Отрывок для чтения:
****************

В одной руке он держал длинный кнут, тонкие кожаные концы которого лежали, свернувшись кольцами на полу у его ног, как змеи. Фуражку он сдвинул на затылок, из-под нее выбивалась и падала на лоб прядь темных волос. Его выбритое толстое лицо выражало полное довольство собой. Этот солдат не имел ничего общего с теми, которых я узнала так хорошо во время войны и к которым я привыкла; я не знала, откуда он такой, как с ним себя вести. Но теперь уже было слишком поздно колебаться, он уже заметил нас и, не меняя позы, смотрел, как мы приближаемся к лачуге.
Нерешительность или смятение погубили бы все. Я смело подошла к нему, но даже теперь не знала, что сказать. Подняв брови и не наклонив головы, он с насмешкой посмотрел на меня.
– Что вам надо? – спросил он, следя за мной.
– Послушайте, – начала я и сделала паузу, пока полностью не взяла себя в руки и не овладела своим голосом. – Сегодня рано утром мои родственники пересекли границу. Наш поезд опоздал, и у нас не было времени получить документы. Я боюсь, что мы не сможем догнать их. А мне нужно повидаться с ними, прежде чем они пересекут немецкую границу. Разрешите нам пройти. Мы вернемся после того, как повидаемся с ними, а затем займемся бумагами.
– Это совершенно невозможно, – ответил он. – Чтобы перейти границу, нужно иметь пропуск местного Совета в Орше. Есть у вас пропуск? А украинская виза?
– Но я же говорю вам, что у нас не было времени получить документы, – возразила я, стараясь изобразить естественное волнение. – В этом-то все и дело. Наши украинские визы у наших родственников, – придумывала я на ходу.
– Покажите мне ваши удостоверения личности и документы, выданные вам там, откуда вы приехали.
Муж достал из кармана бумагу, выданную Павловским Советом. Представитель власти, от которого зависела наша судьба, взял ее в руки и стал изучать. Наши имена были написаны нечетко; это был решающий момент. К счастью, его внимание привлекали главным образом печати, обилие которых, кажется, удовлетворило его.

****************

Исходные данные:
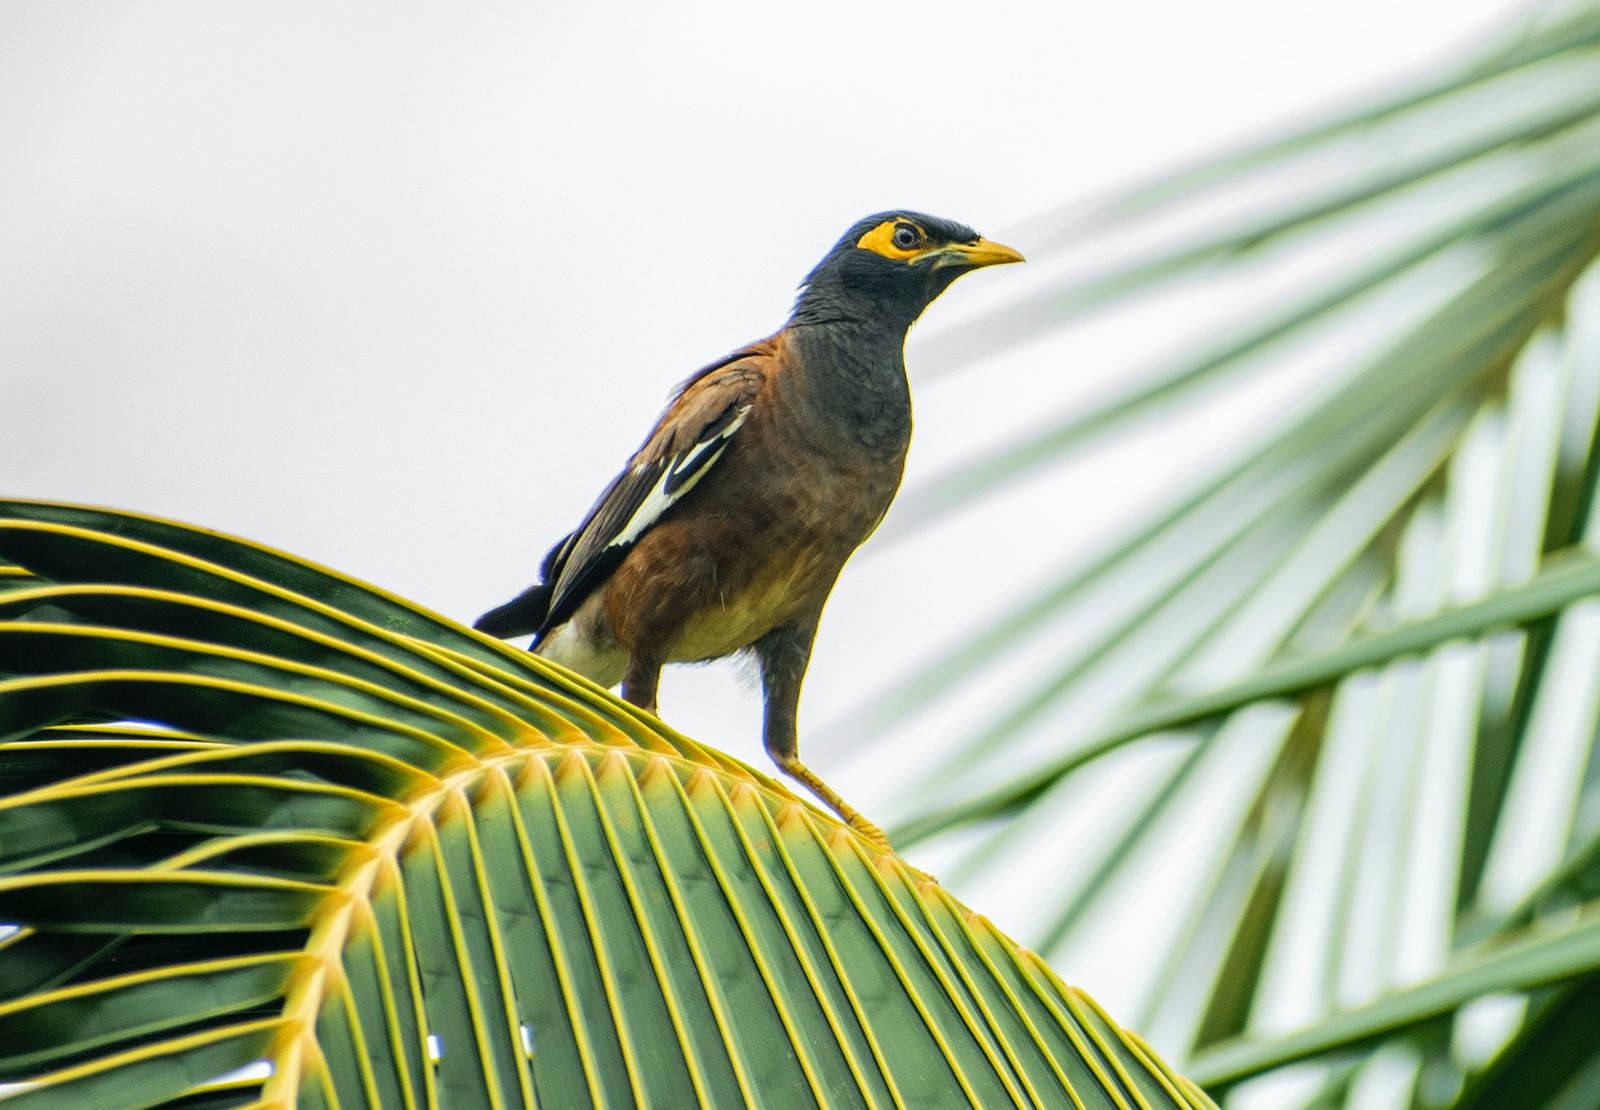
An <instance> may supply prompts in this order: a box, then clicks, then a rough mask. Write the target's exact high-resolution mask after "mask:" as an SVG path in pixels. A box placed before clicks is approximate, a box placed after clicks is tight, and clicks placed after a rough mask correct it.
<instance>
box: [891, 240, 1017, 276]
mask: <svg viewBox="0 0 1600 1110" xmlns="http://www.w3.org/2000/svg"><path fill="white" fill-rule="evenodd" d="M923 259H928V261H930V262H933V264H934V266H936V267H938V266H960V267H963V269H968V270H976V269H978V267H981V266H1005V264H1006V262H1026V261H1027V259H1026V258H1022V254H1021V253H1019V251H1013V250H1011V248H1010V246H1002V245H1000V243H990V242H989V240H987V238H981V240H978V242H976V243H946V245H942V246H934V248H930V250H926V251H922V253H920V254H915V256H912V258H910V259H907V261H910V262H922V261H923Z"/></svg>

****************

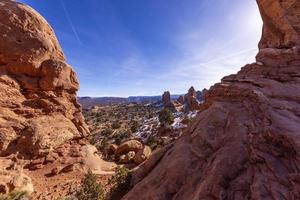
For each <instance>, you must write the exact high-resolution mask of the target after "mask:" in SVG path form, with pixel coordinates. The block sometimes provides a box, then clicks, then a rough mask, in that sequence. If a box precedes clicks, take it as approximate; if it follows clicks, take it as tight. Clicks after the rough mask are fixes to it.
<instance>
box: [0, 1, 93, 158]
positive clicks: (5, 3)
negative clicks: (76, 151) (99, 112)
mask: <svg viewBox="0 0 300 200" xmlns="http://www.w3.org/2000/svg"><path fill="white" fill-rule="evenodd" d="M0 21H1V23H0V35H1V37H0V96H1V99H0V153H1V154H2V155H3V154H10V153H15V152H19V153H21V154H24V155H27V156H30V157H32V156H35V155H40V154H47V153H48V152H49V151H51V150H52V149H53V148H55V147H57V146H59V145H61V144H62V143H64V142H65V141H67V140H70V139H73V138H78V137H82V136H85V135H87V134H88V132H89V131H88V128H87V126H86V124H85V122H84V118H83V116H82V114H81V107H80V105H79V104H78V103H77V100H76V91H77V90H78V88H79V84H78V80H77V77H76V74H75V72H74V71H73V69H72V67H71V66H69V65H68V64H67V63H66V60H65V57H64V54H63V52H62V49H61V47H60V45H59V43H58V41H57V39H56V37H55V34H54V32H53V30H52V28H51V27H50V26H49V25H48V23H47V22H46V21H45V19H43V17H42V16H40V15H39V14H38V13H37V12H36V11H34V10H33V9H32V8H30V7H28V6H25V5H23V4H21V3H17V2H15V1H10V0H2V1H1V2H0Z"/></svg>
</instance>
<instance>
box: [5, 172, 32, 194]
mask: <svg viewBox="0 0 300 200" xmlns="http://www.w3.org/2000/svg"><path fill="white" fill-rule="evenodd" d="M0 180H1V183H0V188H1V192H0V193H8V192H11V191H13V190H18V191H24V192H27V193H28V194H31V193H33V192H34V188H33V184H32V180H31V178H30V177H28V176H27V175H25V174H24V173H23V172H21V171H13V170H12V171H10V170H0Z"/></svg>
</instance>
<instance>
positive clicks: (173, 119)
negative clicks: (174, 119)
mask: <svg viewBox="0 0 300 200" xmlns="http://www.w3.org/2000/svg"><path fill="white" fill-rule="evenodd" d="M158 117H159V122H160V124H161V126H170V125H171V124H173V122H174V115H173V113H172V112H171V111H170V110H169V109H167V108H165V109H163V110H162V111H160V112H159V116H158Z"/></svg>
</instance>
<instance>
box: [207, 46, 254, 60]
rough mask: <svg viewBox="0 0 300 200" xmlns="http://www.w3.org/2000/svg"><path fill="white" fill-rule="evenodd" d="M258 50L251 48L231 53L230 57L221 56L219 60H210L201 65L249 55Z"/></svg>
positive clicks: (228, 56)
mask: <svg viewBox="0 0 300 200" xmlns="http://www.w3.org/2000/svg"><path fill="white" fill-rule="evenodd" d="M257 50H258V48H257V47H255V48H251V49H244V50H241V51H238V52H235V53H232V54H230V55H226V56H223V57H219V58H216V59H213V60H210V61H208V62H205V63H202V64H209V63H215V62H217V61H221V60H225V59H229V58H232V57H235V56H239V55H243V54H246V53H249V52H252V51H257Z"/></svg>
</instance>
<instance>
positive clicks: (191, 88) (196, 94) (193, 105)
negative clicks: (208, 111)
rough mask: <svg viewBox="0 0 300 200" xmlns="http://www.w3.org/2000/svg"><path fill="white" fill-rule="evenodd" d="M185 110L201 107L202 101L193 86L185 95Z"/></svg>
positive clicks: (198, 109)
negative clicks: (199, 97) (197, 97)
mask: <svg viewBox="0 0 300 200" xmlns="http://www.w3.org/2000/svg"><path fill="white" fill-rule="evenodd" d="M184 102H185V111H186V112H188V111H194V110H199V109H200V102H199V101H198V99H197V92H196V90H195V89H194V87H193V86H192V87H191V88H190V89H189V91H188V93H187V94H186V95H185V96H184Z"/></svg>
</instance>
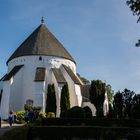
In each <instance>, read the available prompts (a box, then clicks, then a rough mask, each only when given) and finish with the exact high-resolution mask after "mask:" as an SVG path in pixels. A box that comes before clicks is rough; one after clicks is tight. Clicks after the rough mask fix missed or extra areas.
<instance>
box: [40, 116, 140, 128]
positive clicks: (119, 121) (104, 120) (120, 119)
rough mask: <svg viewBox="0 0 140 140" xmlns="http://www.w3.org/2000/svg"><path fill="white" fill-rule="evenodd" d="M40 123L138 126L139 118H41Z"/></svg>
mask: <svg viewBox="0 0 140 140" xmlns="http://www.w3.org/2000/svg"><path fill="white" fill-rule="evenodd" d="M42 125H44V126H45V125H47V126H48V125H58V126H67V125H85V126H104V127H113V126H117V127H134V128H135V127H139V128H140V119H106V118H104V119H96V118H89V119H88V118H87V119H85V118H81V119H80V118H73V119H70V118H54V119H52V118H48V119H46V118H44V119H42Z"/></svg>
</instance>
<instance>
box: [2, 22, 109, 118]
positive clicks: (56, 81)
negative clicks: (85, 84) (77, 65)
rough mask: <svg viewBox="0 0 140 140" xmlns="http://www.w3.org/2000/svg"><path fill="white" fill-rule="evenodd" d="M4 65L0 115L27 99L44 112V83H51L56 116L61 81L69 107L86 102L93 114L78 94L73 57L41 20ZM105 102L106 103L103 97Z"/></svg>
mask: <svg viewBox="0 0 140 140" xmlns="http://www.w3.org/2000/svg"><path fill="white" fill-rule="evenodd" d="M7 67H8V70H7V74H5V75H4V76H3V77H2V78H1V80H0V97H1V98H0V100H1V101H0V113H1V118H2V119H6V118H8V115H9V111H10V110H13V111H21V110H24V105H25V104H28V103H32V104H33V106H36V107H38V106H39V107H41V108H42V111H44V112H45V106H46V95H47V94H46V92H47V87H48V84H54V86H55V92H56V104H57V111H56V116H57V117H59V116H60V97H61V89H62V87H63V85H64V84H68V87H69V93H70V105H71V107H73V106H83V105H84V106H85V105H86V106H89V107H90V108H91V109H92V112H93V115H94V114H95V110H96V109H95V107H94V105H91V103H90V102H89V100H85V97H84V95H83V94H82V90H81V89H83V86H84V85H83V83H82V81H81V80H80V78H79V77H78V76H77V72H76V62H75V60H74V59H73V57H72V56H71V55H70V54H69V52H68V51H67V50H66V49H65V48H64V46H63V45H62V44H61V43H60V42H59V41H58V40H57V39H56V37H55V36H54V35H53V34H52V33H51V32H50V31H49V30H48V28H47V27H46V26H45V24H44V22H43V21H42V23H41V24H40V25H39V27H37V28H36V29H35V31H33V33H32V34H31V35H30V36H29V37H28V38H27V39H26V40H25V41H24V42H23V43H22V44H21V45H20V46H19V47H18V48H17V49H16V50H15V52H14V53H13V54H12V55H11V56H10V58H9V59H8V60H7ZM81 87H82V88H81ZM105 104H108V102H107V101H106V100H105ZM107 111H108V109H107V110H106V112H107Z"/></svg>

****************

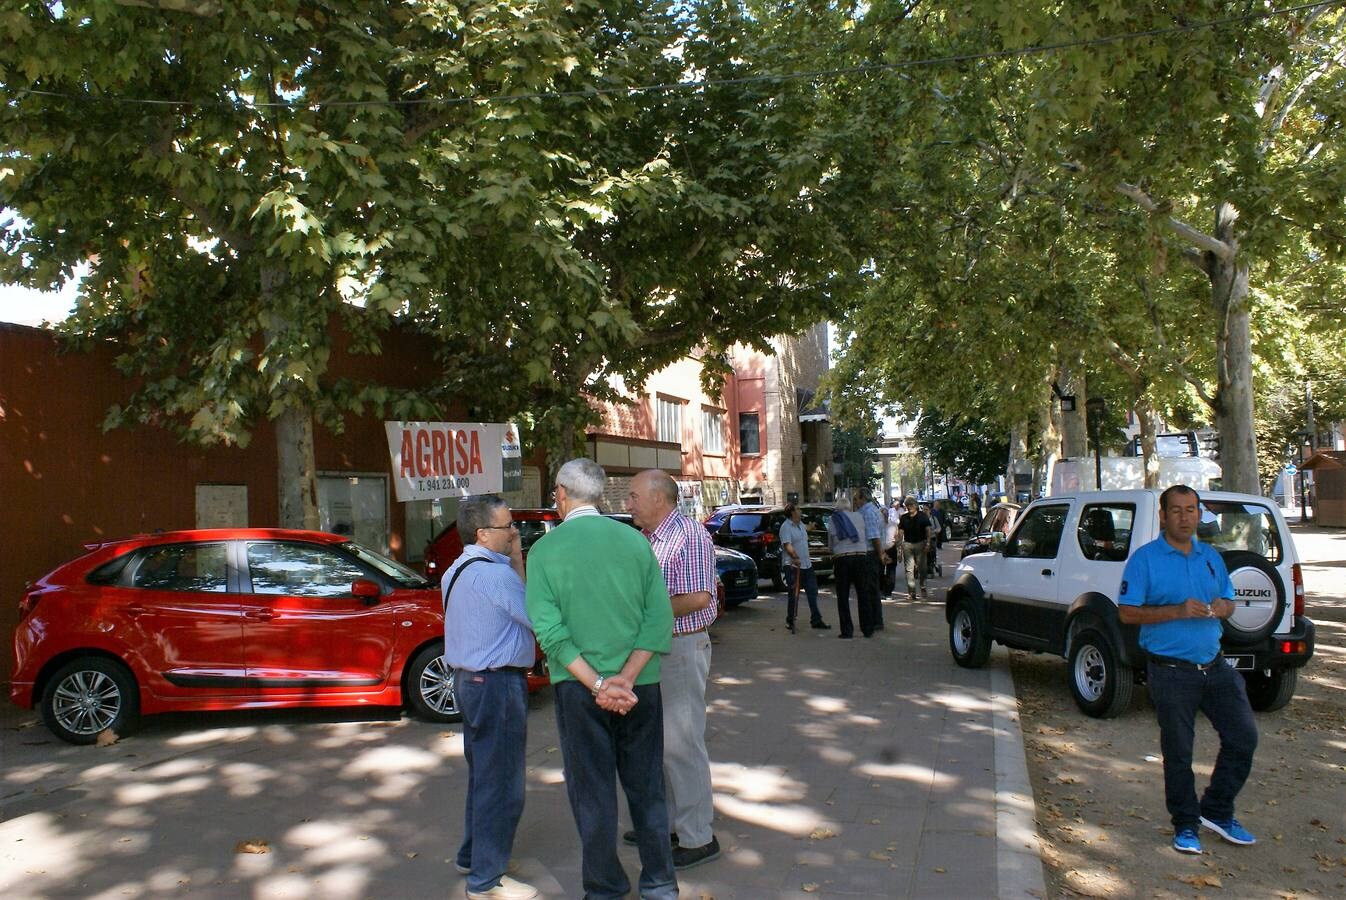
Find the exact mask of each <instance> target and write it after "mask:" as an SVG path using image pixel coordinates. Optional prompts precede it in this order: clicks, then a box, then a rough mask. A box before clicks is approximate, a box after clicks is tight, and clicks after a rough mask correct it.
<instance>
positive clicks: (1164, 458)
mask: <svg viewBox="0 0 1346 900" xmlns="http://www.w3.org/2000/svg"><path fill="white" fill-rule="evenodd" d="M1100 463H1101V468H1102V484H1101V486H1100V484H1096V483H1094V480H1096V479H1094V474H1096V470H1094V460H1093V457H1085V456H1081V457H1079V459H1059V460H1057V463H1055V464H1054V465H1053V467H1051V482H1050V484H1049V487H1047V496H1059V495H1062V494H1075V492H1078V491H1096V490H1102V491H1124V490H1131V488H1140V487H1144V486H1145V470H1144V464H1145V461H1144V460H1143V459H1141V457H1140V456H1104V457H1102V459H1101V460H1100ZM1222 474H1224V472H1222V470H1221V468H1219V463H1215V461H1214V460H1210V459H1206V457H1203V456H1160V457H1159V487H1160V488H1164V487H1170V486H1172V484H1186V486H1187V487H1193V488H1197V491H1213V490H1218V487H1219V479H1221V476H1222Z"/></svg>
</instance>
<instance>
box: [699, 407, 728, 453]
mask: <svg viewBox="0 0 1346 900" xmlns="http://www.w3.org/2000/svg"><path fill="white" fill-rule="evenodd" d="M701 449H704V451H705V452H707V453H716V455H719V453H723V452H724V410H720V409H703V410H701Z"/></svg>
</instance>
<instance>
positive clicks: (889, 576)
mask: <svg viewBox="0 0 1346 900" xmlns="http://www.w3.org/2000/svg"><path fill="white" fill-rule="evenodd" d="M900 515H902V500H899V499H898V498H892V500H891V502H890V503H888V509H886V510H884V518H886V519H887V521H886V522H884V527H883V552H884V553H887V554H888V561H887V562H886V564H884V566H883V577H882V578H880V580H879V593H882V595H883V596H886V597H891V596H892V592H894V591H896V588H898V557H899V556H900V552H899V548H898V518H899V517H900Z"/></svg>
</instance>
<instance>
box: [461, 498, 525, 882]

****************

Что сделать:
**A.** Перескажите короче абзац отрывка, который начинается словами «Муж достал из кармана бумагу», и сохраните главные факты.
**B.** Какие документы солдат называет в своих репликах в отрывке? Перечислите их все.
**C.** Какой пропуск, по словам солдата в отрывке, нужен, чтобы перейти границу?

Ответы:
**A.** Муж отдал солдату бумагу от Павловского Совета, и тот начал её рассматривать. Имена в бумаге были написаны неразборчиво, и всё решалось в эту минуту. Но солдат смотрел в основном на печати, и их количество, похоже, его устроило.

**B.**
- пропуск местного Совета в Орше
- украинская виза
- удостоверения личности
- документы, выданные там, откуда приехали

**C.** Пропуск местного Совета в Орше.